Among the entries below, only the lines from the one with "Target: narrow gauge coach" through the one with "Can you find the rough" are to be retyped, exactly and without pictures.

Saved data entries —
◆ ◆ ◆
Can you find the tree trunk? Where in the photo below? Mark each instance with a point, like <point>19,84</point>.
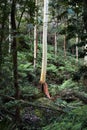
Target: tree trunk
<point>77,40</point>
<point>65,45</point>
<point>44,55</point>
<point>85,14</point>
<point>14,49</point>
<point>35,38</point>
<point>55,44</point>
<point>10,42</point>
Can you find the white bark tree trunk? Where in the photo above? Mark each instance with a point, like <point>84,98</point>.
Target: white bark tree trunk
<point>65,45</point>
<point>77,40</point>
<point>44,54</point>
<point>55,44</point>
<point>10,41</point>
<point>35,39</point>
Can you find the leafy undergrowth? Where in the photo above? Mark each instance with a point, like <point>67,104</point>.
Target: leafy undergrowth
<point>63,112</point>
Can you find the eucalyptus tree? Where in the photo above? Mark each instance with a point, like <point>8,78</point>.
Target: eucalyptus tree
<point>35,37</point>
<point>44,54</point>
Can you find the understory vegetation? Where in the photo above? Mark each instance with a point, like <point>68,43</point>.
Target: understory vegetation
<point>64,78</point>
<point>43,65</point>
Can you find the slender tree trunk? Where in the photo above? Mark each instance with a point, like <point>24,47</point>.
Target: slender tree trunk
<point>85,14</point>
<point>77,40</point>
<point>10,42</point>
<point>14,48</point>
<point>44,54</point>
<point>65,45</point>
<point>2,27</point>
<point>55,44</point>
<point>35,38</point>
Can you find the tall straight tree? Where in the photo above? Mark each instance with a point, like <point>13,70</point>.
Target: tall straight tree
<point>44,54</point>
<point>14,49</point>
<point>35,37</point>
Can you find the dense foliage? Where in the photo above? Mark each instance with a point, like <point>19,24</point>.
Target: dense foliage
<point>23,105</point>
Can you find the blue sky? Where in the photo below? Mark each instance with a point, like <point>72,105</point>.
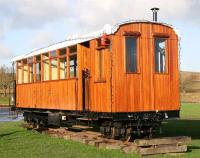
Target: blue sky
<point>27,25</point>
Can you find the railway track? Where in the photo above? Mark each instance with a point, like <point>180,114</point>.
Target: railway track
<point>143,147</point>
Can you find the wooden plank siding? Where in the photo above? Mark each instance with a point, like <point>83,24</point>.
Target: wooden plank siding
<point>118,91</point>
<point>145,90</point>
<point>48,95</point>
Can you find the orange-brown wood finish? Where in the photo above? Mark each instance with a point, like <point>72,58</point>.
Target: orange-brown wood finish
<point>119,91</point>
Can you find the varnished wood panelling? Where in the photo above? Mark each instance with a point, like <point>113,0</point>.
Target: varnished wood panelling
<point>48,95</point>
<point>145,90</point>
<point>118,91</point>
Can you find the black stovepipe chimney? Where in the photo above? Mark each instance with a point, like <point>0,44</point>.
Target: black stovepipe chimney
<point>155,10</point>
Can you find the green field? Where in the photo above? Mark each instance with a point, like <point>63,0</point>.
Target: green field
<point>18,142</point>
<point>4,100</point>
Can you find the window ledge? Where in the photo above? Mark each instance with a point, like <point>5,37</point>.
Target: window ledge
<point>100,81</point>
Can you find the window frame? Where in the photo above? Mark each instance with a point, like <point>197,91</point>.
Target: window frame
<point>35,67</point>
<point>166,72</point>
<point>62,57</point>
<point>137,36</point>
<point>29,67</point>
<point>69,54</point>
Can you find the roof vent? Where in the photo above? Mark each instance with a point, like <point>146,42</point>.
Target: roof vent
<point>155,10</point>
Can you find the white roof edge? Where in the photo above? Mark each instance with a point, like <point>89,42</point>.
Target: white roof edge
<point>108,29</point>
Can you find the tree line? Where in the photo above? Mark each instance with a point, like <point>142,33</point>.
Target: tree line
<point>6,80</point>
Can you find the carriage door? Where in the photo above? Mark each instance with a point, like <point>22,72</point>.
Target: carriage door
<point>161,75</point>
<point>85,69</point>
<point>85,88</point>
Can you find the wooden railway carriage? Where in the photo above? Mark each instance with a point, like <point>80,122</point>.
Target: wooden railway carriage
<point>124,77</point>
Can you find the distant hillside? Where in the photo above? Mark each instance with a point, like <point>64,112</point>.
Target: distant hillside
<point>190,86</point>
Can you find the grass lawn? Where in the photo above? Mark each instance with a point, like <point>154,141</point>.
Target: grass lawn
<point>4,100</point>
<point>190,111</point>
<point>17,142</point>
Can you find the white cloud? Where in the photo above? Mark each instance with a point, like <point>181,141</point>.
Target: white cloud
<point>5,52</point>
<point>42,38</point>
<point>19,14</point>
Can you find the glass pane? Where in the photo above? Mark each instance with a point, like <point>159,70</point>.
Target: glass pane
<point>19,74</point>
<point>30,60</point>
<point>38,58</point>
<point>131,54</point>
<point>31,70</point>
<point>73,49</point>
<point>73,66</point>
<point>63,68</point>
<point>54,69</point>
<point>62,52</point>
<point>46,70</point>
<point>38,71</point>
<point>160,62</point>
<point>45,56</point>
<point>25,74</point>
<point>53,54</point>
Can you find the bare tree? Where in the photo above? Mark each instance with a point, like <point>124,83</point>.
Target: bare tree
<point>5,78</point>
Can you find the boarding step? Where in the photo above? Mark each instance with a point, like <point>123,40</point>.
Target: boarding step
<point>86,119</point>
<point>162,145</point>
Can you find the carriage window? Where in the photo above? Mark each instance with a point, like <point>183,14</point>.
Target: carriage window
<point>19,72</point>
<point>25,71</point>
<point>31,69</point>
<point>63,68</point>
<point>38,68</point>
<point>131,53</point>
<point>62,52</point>
<point>53,54</point>
<point>99,60</point>
<point>46,67</point>
<point>160,55</point>
<point>54,69</point>
<point>73,66</point>
<point>73,61</point>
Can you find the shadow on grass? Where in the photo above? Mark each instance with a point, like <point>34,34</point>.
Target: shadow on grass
<point>8,134</point>
<point>181,128</point>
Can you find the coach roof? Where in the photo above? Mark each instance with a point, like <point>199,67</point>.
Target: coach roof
<point>107,29</point>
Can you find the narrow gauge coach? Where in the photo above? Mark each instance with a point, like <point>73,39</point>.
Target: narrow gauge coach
<point>125,78</point>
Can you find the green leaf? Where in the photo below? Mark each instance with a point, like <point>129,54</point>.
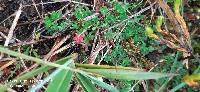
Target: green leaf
<point>127,74</point>
<point>61,82</point>
<point>119,8</point>
<point>33,72</point>
<point>55,15</point>
<point>56,76</point>
<point>86,84</point>
<point>104,10</point>
<point>102,84</point>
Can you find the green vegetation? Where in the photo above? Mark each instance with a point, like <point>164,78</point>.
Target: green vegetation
<point>114,46</point>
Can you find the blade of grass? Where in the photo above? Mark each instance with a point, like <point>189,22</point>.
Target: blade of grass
<point>56,80</point>
<point>102,84</point>
<point>33,73</point>
<point>86,84</point>
<point>61,82</point>
<point>37,60</point>
<point>92,66</point>
<point>127,74</point>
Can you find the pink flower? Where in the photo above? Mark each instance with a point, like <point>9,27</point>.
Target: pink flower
<point>78,38</point>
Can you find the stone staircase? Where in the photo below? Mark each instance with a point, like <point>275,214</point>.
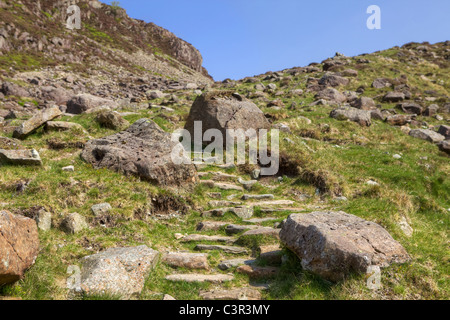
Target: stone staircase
<point>236,257</point>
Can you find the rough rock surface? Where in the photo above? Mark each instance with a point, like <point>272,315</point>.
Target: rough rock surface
<point>362,117</point>
<point>86,102</point>
<point>144,150</point>
<point>36,121</point>
<point>118,271</point>
<point>20,157</point>
<point>335,244</point>
<point>187,260</point>
<point>225,110</point>
<point>19,246</point>
<point>427,135</point>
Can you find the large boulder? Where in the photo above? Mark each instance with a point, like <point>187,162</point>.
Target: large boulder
<point>225,110</point>
<point>86,103</point>
<point>426,134</point>
<point>118,271</point>
<point>336,244</point>
<point>19,246</point>
<point>39,119</point>
<point>59,95</point>
<point>333,80</point>
<point>364,103</point>
<point>143,150</point>
<point>362,117</point>
<point>20,157</point>
<point>331,94</point>
<point>12,89</point>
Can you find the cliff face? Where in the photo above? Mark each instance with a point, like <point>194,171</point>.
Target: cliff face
<point>108,39</point>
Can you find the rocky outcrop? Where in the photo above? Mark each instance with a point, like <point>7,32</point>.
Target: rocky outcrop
<point>19,246</point>
<point>143,150</point>
<point>225,110</point>
<point>86,102</point>
<point>38,120</point>
<point>362,117</point>
<point>335,244</point>
<point>118,271</point>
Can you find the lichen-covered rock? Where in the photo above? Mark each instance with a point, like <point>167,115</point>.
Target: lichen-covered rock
<point>362,117</point>
<point>36,121</point>
<point>225,110</point>
<point>426,134</point>
<point>19,246</point>
<point>118,271</point>
<point>86,102</point>
<point>335,244</point>
<point>143,150</point>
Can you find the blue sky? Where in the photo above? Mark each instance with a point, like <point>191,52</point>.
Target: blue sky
<point>239,38</point>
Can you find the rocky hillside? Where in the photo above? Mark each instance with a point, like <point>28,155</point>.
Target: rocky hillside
<point>88,188</point>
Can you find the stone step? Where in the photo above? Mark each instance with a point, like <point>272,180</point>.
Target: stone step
<point>233,263</point>
<point>257,196</point>
<point>272,203</point>
<point>201,237</point>
<point>260,220</point>
<point>243,212</point>
<point>192,277</point>
<point>275,233</point>
<point>232,294</point>
<point>226,249</point>
<point>186,260</point>
<point>237,228</point>
<point>271,254</point>
<point>223,203</point>
<point>256,272</point>
<point>211,225</point>
<point>221,185</point>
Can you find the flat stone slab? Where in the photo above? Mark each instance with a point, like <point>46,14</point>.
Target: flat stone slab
<point>200,237</point>
<point>241,294</point>
<point>186,260</point>
<point>256,272</point>
<point>213,278</point>
<point>335,244</point>
<point>120,271</point>
<point>39,119</point>
<point>260,220</point>
<point>233,263</point>
<point>257,196</point>
<point>227,186</point>
<point>211,225</point>
<point>226,249</point>
<point>20,157</point>
<point>237,228</point>
<point>427,135</point>
<point>271,232</point>
<point>272,203</point>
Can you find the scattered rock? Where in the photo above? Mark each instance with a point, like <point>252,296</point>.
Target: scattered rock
<point>187,260</point>
<point>427,135</point>
<point>38,120</point>
<point>118,271</point>
<point>86,102</point>
<point>19,246</point>
<point>112,120</point>
<point>20,157</point>
<point>241,294</point>
<point>362,117</point>
<point>74,223</point>
<point>101,208</point>
<point>335,244</point>
<point>213,278</point>
<point>225,110</point>
<point>144,150</point>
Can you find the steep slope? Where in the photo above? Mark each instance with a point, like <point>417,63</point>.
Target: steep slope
<point>34,34</point>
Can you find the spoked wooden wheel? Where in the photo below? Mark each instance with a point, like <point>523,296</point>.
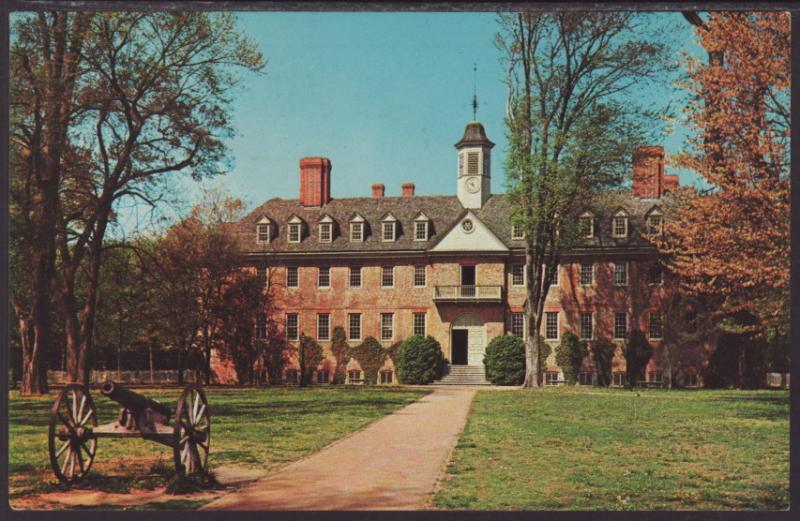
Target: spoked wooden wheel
<point>192,432</point>
<point>72,444</point>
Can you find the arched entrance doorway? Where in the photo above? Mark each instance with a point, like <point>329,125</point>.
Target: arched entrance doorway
<point>467,341</point>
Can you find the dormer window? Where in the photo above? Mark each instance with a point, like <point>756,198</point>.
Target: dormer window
<point>263,231</point>
<point>295,229</point>
<point>586,225</point>
<point>389,228</point>
<point>655,223</point>
<point>326,229</point>
<point>421,227</point>
<point>619,224</point>
<point>357,229</point>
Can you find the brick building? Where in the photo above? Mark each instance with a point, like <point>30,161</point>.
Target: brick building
<point>451,266</point>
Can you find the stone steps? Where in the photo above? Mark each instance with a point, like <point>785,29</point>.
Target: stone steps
<point>464,375</point>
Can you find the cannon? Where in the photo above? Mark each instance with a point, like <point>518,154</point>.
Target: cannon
<point>74,430</point>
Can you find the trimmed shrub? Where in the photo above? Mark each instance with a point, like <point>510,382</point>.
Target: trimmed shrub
<point>637,353</point>
<point>603,354</point>
<point>504,360</point>
<point>420,360</point>
<point>569,356</point>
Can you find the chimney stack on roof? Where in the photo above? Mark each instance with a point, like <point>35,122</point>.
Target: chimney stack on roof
<point>315,181</point>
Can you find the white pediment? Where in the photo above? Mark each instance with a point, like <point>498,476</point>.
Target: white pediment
<point>470,234</point>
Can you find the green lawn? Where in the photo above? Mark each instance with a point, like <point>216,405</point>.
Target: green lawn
<point>253,427</point>
<point>605,449</point>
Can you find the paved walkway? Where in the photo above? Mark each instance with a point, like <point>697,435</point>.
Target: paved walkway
<point>393,464</point>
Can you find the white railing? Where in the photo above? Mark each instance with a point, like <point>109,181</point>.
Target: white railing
<point>468,293</point>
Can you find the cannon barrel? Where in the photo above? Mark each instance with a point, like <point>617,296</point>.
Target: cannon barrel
<point>135,402</point>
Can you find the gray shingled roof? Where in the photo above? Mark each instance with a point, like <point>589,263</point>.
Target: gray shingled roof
<point>443,212</point>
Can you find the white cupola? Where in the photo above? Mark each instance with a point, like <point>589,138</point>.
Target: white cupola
<point>474,166</point>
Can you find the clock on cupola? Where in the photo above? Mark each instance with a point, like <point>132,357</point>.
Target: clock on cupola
<point>474,160</point>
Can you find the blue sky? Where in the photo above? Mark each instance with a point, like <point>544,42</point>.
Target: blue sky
<point>383,95</point>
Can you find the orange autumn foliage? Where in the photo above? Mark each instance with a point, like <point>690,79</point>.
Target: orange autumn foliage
<point>730,245</point>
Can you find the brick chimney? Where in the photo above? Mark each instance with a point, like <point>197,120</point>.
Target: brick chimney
<point>315,181</point>
<point>648,172</point>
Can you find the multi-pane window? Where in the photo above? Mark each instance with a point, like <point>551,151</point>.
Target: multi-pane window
<point>619,226</point>
<point>387,276</point>
<point>517,274</point>
<point>620,273</point>
<point>656,326</point>
<point>518,324</point>
<point>586,227</point>
<point>354,321</point>
<point>419,323</point>
<point>387,326</point>
<point>587,274</point>
<point>292,326</point>
<point>420,280</point>
<point>654,225</point>
<point>324,277</point>
<point>421,231</point>
<point>355,276</point>
<point>262,274</point>
<point>551,325</point>
<point>261,326</point>
<point>620,325</point>
<point>356,232</point>
<point>655,275</point>
<point>323,326</point>
<point>325,232</point>
<point>587,326</point>
<point>388,231</point>
<point>263,232</point>
<point>292,277</point>
<point>294,232</point>
<point>472,163</point>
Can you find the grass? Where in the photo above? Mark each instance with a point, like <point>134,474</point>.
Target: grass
<point>251,427</point>
<point>606,449</point>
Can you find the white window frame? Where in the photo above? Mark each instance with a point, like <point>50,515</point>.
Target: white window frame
<point>383,271</point>
<point>580,273</point>
<point>591,325</point>
<point>325,228</point>
<point>548,314</point>
<point>354,269</point>
<point>614,325</point>
<point>414,317</point>
<point>626,221</point>
<point>296,326</point>
<point>327,335</point>
<point>424,276</point>
<point>627,273</point>
<point>350,317</point>
<point>319,277</point>
<point>389,328</point>
<point>650,325</point>
<point>296,269</point>
<point>513,284</point>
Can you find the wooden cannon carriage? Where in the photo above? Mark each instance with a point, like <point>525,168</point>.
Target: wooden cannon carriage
<point>74,431</point>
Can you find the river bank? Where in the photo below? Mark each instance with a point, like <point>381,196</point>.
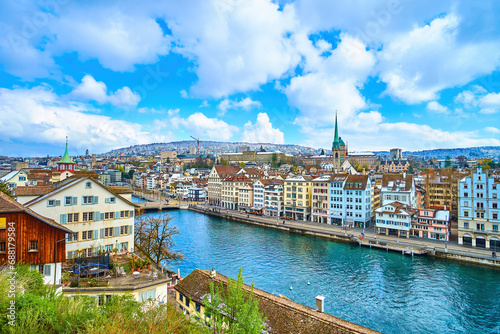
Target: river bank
<point>364,238</point>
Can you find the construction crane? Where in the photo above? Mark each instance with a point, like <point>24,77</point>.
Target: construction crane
<point>198,142</point>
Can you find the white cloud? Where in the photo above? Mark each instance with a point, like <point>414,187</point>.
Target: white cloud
<point>437,108</point>
<point>492,129</point>
<point>38,115</point>
<point>417,65</point>
<point>331,83</point>
<point>206,128</point>
<point>262,131</point>
<point>490,103</point>
<point>244,104</point>
<point>236,45</point>
<point>92,90</point>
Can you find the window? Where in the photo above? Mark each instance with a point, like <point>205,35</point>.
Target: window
<point>123,229</point>
<point>87,235</point>
<point>88,200</point>
<point>33,246</point>
<point>108,232</point>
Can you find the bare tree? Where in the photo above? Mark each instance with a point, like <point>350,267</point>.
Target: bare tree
<point>155,237</point>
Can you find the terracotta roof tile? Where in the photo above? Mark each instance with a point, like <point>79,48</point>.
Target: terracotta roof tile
<point>283,315</point>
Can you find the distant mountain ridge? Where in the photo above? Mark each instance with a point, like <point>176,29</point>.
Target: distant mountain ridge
<point>212,147</point>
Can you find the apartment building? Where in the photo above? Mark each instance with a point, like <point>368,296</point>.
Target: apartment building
<point>320,199</point>
<point>479,210</point>
<point>100,219</point>
<point>217,174</point>
<point>297,196</point>
<point>245,196</point>
<point>351,200</point>
<point>431,224</point>
<point>230,190</point>
<point>273,199</point>
<point>394,218</point>
<point>398,188</point>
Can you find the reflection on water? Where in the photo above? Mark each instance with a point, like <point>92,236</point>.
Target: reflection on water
<point>381,290</point>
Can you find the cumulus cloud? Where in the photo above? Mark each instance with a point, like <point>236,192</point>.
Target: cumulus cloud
<point>417,65</point>
<point>92,90</point>
<point>244,104</point>
<point>262,131</point>
<point>38,115</point>
<point>437,108</point>
<point>203,127</point>
<point>236,45</point>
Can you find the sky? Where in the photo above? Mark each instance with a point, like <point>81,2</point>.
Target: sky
<point>399,73</point>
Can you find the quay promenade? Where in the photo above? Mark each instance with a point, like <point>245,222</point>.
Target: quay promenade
<point>363,237</point>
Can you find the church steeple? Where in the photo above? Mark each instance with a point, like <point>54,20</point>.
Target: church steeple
<point>336,142</point>
<point>66,163</point>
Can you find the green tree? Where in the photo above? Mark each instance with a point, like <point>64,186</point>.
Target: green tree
<point>447,162</point>
<point>155,238</point>
<point>4,187</point>
<point>237,310</point>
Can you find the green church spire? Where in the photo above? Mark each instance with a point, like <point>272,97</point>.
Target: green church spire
<point>66,158</point>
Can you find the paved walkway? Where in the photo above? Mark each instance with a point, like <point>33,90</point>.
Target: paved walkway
<point>369,234</point>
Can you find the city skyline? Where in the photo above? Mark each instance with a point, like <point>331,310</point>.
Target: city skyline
<point>400,74</point>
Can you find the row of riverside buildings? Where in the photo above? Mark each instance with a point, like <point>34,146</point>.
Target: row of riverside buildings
<point>335,199</point>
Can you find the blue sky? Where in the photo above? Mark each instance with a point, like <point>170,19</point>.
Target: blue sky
<point>400,73</point>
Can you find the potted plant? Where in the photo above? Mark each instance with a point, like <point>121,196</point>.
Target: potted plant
<point>65,277</point>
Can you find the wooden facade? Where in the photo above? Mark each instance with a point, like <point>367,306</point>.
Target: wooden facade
<point>28,227</point>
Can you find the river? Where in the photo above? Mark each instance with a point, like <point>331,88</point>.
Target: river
<point>385,291</point>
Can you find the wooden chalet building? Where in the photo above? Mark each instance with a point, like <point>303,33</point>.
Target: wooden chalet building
◆ ◆ ◆
Answer for the task —
Target: narrow gauge coach
<point>125,78</point>
Can you find the green leaf? Where in the photo below? Mark each instance with a point, like <point>129,54</point>.
Target: green leaf
<point>127,74</point>
<point>61,82</point>
<point>119,8</point>
<point>33,72</point>
<point>55,15</point>
<point>56,76</point>
<point>86,84</point>
<point>104,10</point>
<point>102,84</point>
Can you find the green vegetation? Where in the photo above? Mark each instance with a point, like <point>164,78</point>.
Target: green vegetation
<point>114,46</point>
Can you find the blade of grass? Where in the photo above? Mark each instance with a point, like <point>189,22</point>.
Target: blade of grass
<point>56,80</point>
<point>102,84</point>
<point>33,73</point>
<point>86,84</point>
<point>61,82</point>
<point>37,60</point>
<point>92,66</point>
<point>127,74</point>
Can you find the pink flower? Where in the photo above? Mark each instance with a point, like <point>9,27</point>.
Target: pink flower
<point>78,38</point>
Can you find the stone staircase? Where in the photo below? Mark each instance with a point, like <point>275,214</point>.
Target: stone staircase
<point>236,257</point>
Can you find the rough rock surface? Where in the photo above? Mark each instance with a point, like <point>272,315</point>.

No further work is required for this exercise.